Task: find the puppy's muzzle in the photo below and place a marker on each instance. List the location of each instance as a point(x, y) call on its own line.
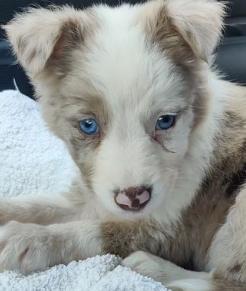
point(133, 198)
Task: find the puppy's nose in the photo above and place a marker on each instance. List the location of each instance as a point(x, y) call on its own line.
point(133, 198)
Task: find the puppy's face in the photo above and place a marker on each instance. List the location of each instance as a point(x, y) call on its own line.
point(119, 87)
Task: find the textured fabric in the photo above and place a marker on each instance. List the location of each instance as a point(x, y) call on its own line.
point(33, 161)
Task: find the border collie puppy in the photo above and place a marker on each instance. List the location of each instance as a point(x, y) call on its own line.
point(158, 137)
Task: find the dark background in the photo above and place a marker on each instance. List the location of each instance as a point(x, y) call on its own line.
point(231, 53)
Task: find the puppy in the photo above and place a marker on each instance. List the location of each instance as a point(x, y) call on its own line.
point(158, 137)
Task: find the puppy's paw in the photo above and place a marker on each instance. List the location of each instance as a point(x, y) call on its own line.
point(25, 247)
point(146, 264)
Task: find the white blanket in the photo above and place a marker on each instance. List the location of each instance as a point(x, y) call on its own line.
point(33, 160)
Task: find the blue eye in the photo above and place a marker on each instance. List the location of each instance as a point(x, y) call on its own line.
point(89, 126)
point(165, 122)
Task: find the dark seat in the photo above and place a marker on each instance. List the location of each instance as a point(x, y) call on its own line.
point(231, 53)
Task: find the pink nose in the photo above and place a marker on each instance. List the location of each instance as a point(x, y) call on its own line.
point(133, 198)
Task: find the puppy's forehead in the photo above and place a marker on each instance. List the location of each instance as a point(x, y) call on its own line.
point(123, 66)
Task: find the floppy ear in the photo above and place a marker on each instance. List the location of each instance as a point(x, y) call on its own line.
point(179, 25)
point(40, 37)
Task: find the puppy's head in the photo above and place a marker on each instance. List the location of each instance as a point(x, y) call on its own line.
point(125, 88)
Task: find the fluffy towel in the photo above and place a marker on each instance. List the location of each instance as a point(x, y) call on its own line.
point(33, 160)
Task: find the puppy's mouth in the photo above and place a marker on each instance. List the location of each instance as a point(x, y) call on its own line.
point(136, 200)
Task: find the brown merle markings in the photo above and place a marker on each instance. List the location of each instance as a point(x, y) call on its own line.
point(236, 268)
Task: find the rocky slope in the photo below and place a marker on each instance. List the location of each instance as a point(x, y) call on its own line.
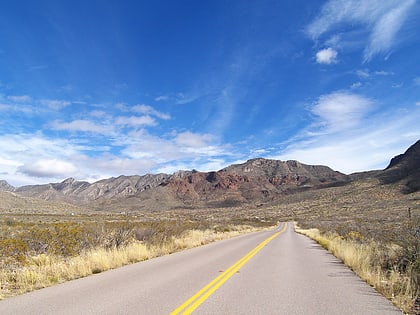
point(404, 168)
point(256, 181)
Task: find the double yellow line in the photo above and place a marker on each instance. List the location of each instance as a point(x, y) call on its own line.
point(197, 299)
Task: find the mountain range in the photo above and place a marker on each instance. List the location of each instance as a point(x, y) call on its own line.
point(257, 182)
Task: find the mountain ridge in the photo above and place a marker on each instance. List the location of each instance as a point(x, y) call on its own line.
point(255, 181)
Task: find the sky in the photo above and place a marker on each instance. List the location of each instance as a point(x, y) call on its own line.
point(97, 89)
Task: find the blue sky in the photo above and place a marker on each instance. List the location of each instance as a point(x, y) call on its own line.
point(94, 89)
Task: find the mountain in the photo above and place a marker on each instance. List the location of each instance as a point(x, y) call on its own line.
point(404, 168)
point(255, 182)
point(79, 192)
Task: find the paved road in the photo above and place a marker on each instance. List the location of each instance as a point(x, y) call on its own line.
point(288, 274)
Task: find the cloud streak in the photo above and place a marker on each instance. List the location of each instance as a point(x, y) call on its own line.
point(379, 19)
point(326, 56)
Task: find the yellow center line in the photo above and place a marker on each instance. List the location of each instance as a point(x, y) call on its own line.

__What the task asks__. Write out again everything from the start of the listing above down to and including the line containing "point(33, 161)". Leave the pictures out.

__Task answer__.
Task: find the puppy's muzzle in the photo below and place a marker on each instance. List the location of each instance as a point(x, y) call on its own line.
point(133, 198)
Task: find the puppy's nose in the photo above and place a marker on each instance. List the location of each instance as a point(x, y) call on its own line.
point(133, 198)
Task: find the puppy's face in the photo above and place a marker on each instance. List the location of each instance as a point(x, y) call on its own line.
point(119, 87)
Task: find the textured fabric in the photo above and place a marker on each instance. List the location of each instance as a point(x, y) call on its own line.
point(33, 161)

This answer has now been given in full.